++++ Document section

Grodio has seen vets not properly trained in avian medicine misinterpret radiographs, prescribe specific antibiotics to chickens that are prohibited in food animals and give birds medications that avian vets may not regularly use.

“For example, steroids can be severely immunosuppressive in birds, so they should be used with extreme caution and only for very good reasons,” she says.

Poultry Veterinarian: Plan B

Given these realities, backyard chicken owners should consult a board-certified avian veterinary specialist when their birds get sick. But what if you can’t find a vet like this in your area?

“If there are still no avian vets in your area, try asking local clinics if they are comfortable treating birds,” Matt says. “Ideally, this should be done before problems arise. It is also important to find a vet willing to see birds on an after-hours or emergency basis, as most dog and cat clinics are unwilling. Universities with vet schools may have exotics programs and are often a reliable source for both emergency and routine care. You can also talk to your local pet store for ideas. If they have birds for sale, they should have a vet willing to see the birds if they get sick.”

++++++++
++++ Data extracts

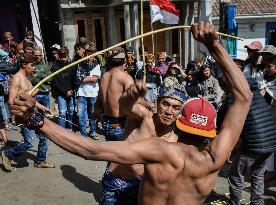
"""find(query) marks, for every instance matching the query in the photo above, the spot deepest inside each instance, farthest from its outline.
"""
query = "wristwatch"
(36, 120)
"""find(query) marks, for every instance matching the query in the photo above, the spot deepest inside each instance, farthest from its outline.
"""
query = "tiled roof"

++++++++
++++ Data extracts

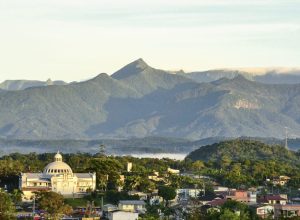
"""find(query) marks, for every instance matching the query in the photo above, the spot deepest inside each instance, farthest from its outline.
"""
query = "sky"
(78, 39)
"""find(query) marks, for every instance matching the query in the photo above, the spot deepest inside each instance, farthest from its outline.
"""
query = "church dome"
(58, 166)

++++++++

**Exercise directions:** Can you finish out the next part of the text on finding veterinary care for backyard chickens, picking up right after its last sentence? These records have no connection to the text on finding veterinary care for backyard chickens.

**Exercise output:**
If a boarded poultry veterinarian is unavailable in your area, at least seek the services of someone who has a demonstrated interest in avian and poultry medicine. “Always establish a relationship with a veterinarian in your area prior to needing one in an emergency, as many emergency practices are not familiar with birds,” Greenacre says.

When you find a vet who expresses an interest in treating your chicken but isn’t board-certified, inquire about what type of training the veterinarian has received in avian medicine.

“Many veterinarians are members of the Association of Avian Veterinarians, which is great, as that organization provides continuing education opportunities, client education handouts, etc., to its veterinary members,” Grodio says. “But keep in mind, a veterinarian only needs to pay annual dues to be a member of that organization. Being a member is certainly not equivalent to going through a two-to-three-year avian residency, sitting for a difficult avian board exam and becoming board-certified. But being a member does show that the veterinarian at least has an interest in birds.”

Kirk agrees that finding a poultry veterinarian can be challenging for many backyard flock owners but recommends reaching out to the veterinarian you use for your other animals for a referral.

“Get recommendations from your primary care veterinarian on vets in your area who will see chickens,” he says. “You should have an established relationship with a veterinarian, preferably an avian veterinarian, prior to any problems occurring within your flock.”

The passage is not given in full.